WRITTEN TASK: Repeat the whole listing below, word for word.
start
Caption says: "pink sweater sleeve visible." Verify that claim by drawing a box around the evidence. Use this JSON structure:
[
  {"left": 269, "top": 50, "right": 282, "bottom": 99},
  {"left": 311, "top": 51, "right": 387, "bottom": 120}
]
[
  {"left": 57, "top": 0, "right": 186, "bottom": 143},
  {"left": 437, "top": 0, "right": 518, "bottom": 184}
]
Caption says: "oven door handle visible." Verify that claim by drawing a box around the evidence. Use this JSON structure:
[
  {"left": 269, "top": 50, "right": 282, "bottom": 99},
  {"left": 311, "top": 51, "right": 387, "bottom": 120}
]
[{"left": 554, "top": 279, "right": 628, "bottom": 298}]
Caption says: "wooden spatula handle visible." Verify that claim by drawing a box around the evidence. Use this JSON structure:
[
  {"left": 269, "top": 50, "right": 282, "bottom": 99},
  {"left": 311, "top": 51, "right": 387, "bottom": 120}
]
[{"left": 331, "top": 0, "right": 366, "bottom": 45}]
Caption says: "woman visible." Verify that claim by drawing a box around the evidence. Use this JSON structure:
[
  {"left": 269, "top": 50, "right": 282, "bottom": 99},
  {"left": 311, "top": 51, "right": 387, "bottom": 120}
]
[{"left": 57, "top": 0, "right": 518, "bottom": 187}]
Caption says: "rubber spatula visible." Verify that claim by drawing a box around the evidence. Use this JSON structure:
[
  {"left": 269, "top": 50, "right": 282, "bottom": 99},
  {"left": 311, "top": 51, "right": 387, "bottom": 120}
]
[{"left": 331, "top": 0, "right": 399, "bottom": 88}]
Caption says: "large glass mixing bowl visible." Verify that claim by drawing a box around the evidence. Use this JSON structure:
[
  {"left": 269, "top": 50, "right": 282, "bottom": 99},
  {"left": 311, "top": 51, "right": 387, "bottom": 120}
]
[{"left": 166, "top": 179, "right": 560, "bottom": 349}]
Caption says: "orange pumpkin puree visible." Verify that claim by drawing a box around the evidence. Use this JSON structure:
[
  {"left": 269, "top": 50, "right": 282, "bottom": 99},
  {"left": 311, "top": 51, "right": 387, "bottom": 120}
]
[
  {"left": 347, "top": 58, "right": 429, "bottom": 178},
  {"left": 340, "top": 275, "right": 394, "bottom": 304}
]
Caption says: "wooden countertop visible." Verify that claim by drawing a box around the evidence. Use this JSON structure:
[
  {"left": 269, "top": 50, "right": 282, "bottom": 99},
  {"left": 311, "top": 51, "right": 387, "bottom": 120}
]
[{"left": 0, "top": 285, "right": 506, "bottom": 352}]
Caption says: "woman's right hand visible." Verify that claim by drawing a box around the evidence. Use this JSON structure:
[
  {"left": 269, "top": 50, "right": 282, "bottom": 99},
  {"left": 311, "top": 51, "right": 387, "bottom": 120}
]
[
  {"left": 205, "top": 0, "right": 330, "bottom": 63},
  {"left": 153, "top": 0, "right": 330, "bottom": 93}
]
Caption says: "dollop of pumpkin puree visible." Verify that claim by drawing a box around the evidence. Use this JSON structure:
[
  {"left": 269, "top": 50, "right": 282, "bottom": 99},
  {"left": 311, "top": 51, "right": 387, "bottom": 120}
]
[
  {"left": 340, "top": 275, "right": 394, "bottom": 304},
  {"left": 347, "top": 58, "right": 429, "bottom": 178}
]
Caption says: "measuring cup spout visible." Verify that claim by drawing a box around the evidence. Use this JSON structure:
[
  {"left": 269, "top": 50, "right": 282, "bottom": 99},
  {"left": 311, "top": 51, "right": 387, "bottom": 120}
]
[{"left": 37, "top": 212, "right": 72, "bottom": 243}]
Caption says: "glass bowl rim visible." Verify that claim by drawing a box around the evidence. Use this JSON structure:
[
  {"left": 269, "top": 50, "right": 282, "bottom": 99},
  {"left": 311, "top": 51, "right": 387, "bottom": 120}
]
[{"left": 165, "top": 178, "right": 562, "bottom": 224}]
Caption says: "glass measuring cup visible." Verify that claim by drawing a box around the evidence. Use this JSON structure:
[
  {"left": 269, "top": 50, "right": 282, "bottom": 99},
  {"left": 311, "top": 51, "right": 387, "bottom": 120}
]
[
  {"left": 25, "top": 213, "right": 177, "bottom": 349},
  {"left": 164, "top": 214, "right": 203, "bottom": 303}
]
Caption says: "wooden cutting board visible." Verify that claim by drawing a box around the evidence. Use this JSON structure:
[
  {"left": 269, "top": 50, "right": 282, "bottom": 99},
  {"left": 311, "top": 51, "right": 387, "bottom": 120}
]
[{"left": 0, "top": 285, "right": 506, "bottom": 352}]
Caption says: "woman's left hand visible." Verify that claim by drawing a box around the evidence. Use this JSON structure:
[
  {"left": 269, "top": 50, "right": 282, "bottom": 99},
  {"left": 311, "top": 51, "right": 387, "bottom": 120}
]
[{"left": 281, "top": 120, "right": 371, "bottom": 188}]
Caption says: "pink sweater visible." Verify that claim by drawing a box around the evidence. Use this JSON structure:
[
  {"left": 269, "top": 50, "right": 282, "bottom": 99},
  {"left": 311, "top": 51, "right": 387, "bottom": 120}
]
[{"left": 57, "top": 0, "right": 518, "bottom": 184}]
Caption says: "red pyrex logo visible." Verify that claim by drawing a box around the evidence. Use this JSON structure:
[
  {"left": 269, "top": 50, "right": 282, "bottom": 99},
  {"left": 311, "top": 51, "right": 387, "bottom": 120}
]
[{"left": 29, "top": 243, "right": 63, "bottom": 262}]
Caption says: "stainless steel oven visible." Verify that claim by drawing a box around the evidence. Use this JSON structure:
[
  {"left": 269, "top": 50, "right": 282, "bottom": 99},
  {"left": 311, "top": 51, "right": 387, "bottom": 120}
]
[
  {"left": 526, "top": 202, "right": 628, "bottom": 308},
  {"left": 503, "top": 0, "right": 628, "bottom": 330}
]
end
FINAL ANSWER:
Caption says: "pink sweater sleeve visible." Verify that claim by drawing a box around the evidence. Use this JSON structure:
[
  {"left": 269, "top": 50, "right": 282, "bottom": 99},
  {"left": 311, "top": 51, "right": 387, "bottom": 120}
]
[
  {"left": 57, "top": 0, "right": 186, "bottom": 143},
  {"left": 437, "top": 0, "right": 518, "bottom": 184}
]
Caption says: "oven door handle visible." Verify that claim by drawing a box around the evidence. Use this JSON structure:
[
  {"left": 269, "top": 50, "right": 282, "bottom": 99},
  {"left": 311, "top": 51, "right": 387, "bottom": 120}
]
[{"left": 554, "top": 279, "right": 628, "bottom": 298}]
Caption says: "wooden spatula handle visible." Verify that claim by drawing a box around the evidence. Use this JSON structure:
[
  {"left": 269, "top": 50, "right": 282, "bottom": 99},
  {"left": 311, "top": 51, "right": 387, "bottom": 120}
]
[{"left": 331, "top": 0, "right": 366, "bottom": 45}]
Caption says: "woman visible." Verify that claim by drawing a box around the evidence. Use this JSON structure:
[
  {"left": 269, "top": 50, "right": 282, "bottom": 99},
  {"left": 311, "top": 51, "right": 387, "bottom": 120}
]
[{"left": 57, "top": 0, "right": 518, "bottom": 187}]
Caption says: "rubber spatula visible." Verify that claim by drawing a box around the evidence. Use this JSON structure:
[
  {"left": 269, "top": 50, "right": 282, "bottom": 99},
  {"left": 311, "top": 51, "right": 387, "bottom": 120}
]
[{"left": 331, "top": 0, "right": 399, "bottom": 88}]
Caption says: "large glass mixing bowl visible." Verify that claim by drawing a box around the evidence. Use this JSON structure:
[
  {"left": 269, "top": 50, "right": 282, "bottom": 99},
  {"left": 311, "top": 51, "right": 387, "bottom": 120}
]
[{"left": 166, "top": 179, "right": 560, "bottom": 349}]
Caption says: "orange pumpkin puree visible." Verify that claim by drawing a box around the evidence. Use this JSON structure:
[
  {"left": 269, "top": 50, "right": 282, "bottom": 99},
  {"left": 311, "top": 51, "right": 387, "bottom": 120}
]
[
  {"left": 347, "top": 58, "right": 429, "bottom": 178},
  {"left": 340, "top": 275, "right": 394, "bottom": 304}
]
Caption says: "wooden countertop visible." Verify that claim by drawing a box around the evidence. Use this JSON structure:
[
  {"left": 269, "top": 50, "right": 282, "bottom": 99},
  {"left": 311, "top": 51, "right": 387, "bottom": 120}
]
[{"left": 0, "top": 285, "right": 506, "bottom": 352}]
Caption says: "woman's right hand visible." Verify that claim by drawing a box around the evidence. Use this JSON structure:
[
  {"left": 269, "top": 50, "right": 282, "bottom": 99},
  {"left": 311, "top": 51, "right": 387, "bottom": 120}
]
[
  {"left": 205, "top": 0, "right": 330, "bottom": 63},
  {"left": 153, "top": 0, "right": 330, "bottom": 93}
]
Caption says: "dollop of pumpkin puree visible." Verify that claim by drawing a box around the evidence. Use this JSON structure:
[
  {"left": 269, "top": 50, "right": 282, "bottom": 99},
  {"left": 311, "top": 51, "right": 387, "bottom": 120}
]
[
  {"left": 340, "top": 275, "right": 394, "bottom": 304},
  {"left": 347, "top": 58, "right": 429, "bottom": 178}
]
Caption says: "measuring cup spout visible." Verify that claim by drawing a box around the evidence. Use this JSON structure:
[
  {"left": 269, "top": 50, "right": 282, "bottom": 99},
  {"left": 311, "top": 51, "right": 387, "bottom": 120}
]
[{"left": 37, "top": 212, "right": 72, "bottom": 243}]
Caption says: "glass bowl rim visible." Verify that claim by drawing a box around the evidence. Use this JSON structure:
[
  {"left": 269, "top": 50, "right": 282, "bottom": 99},
  {"left": 311, "top": 51, "right": 387, "bottom": 120}
]
[{"left": 165, "top": 178, "right": 562, "bottom": 224}]
Caption says: "glass measuring cup visible." Verify that claim by drawing a box around the evidence. Use this JSON structure:
[
  {"left": 269, "top": 50, "right": 282, "bottom": 99},
  {"left": 311, "top": 51, "right": 387, "bottom": 120}
]
[
  {"left": 25, "top": 213, "right": 177, "bottom": 349},
  {"left": 164, "top": 214, "right": 203, "bottom": 303}
]
Caption says: "wooden cutting board visible." Verify that claim by drawing a box around the evidence. Use this JSON structure:
[
  {"left": 269, "top": 50, "right": 282, "bottom": 99},
  {"left": 311, "top": 51, "right": 387, "bottom": 120}
]
[{"left": 0, "top": 285, "right": 506, "bottom": 352}]
Caption says: "woman's left hand visible." Verify that claim by drawing a box around the evidence. Use this JSON structure:
[
  {"left": 269, "top": 50, "right": 282, "bottom": 99},
  {"left": 311, "top": 51, "right": 387, "bottom": 120}
]
[{"left": 281, "top": 120, "right": 371, "bottom": 188}]
Caption says: "pink sweater visible." Verify that claim by drawing a box around the evidence. Use this JSON structure:
[
  {"left": 269, "top": 50, "right": 282, "bottom": 99},
  {"left": 311, "top": 51, "right": 387, "bottom": 120}
]
[{"left": 57, "top": 0, "right": 518, "bottom": 184}]
Caption says: "red pyrex logo visible." Verify that claim by drawing a box around the evidence. Use this JSON structure:
[
  {"left": 269, "top": 50, "right": 282, "bottom": 99},
  {"left": 311, "top": 51, "right": 387, "bottom": 120}
]
[{"left": 29, "top": 243, "right": 63, "bottom": 262}]
Caption says: "stainless steel oven visible." Verify that claim by drawing a box around the evidence. Use this JSON structure:
[
  {"left": 269, "top": 50, "right": 282, "bottom": 99},
  {"left": 311, "top": 51, "right": 387, "bottom": 120}
]
[
  {"left": 526, "top": 202, "right": 628, "bottom": 308},
  {"left": 503, "top": 0, "right": 628, "bottom": 330}
]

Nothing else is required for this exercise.